Short task 1. In the Haworth passage, in what year did Virginia Woolf visit the village?
Short task 2. Reproduce the stretch of the Haworth passage from "Charlotte, Emily and" through "in literary amber.", word for word.

Excerpted passage.
+-------+
Beauty and the beast: the inspiring views of the moors around Haworth, such an integral component of the Brontës' work, could be blighted by the kind of building work that the planners envisage Photo: GABRIEL SZABO/GUZELIAN 

There is a Brontë Hotel in Haworth, and a Brontë minicab company, and Ye Olde Brontë Tea Rooms. Not forgetting the Brontë Balti House (free delivery for orders over £6).
Charlotte, Emily and Anne would have been amazed to discover how ubiquitous their family name has become. The sisters were unwitting authors of an industry when, in search of childhood entertainment, they began making up stories, personal histories of the toy soldiers given to their brother Branwell by their father Patrick, perpetual curate of St Michael and All Angels.
The Brontë myth enshrouds Haworth and its overlooking moors even more completely than Shakespeare's does Stratford. This corner of the industrial West Riding is captured in literary amber.
"Haworth expresses the Brontës; the Brontës express Haworth," wrote Virginia Woolf after a visit to the village in 1904. "They fit like a snail to its shell."
Climb the steep, cobbled high street to the parsonage where the family lived and the modern world fades. The churchyard is dark even on a clear blue winter afternoon, its tall, gothic gravestones bent this way and that, blackened, mossy faces recording lives snatched away by consumption, typhoid and malnutrition. Crows mourn overhead, completing the melancholy. Even the Japanese coach parties, up to five a day in the summer, cannot dispel its essential silence.
+-------+
Dataset content.
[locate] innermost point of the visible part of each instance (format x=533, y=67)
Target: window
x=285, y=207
+-------+
Finished answer 1. 1904

Finished answer 2.
Charlotte, Emily and Anne would have been amazed to discover how ubiquitous their family name has become. The sisters were unwitting authors of an industry when, in search of childhood entertainment, they began making up stories, personal histories of the toy soldiers given to their brother Branwell by their father Patrick, perpetual curate of St Michael and All Angels.
The Brontë myth enshrouds Haworth and its overlooking moors even more completely than Shakespeare's does Stratford. This corner of the industrial West Riding is captured in literary amber.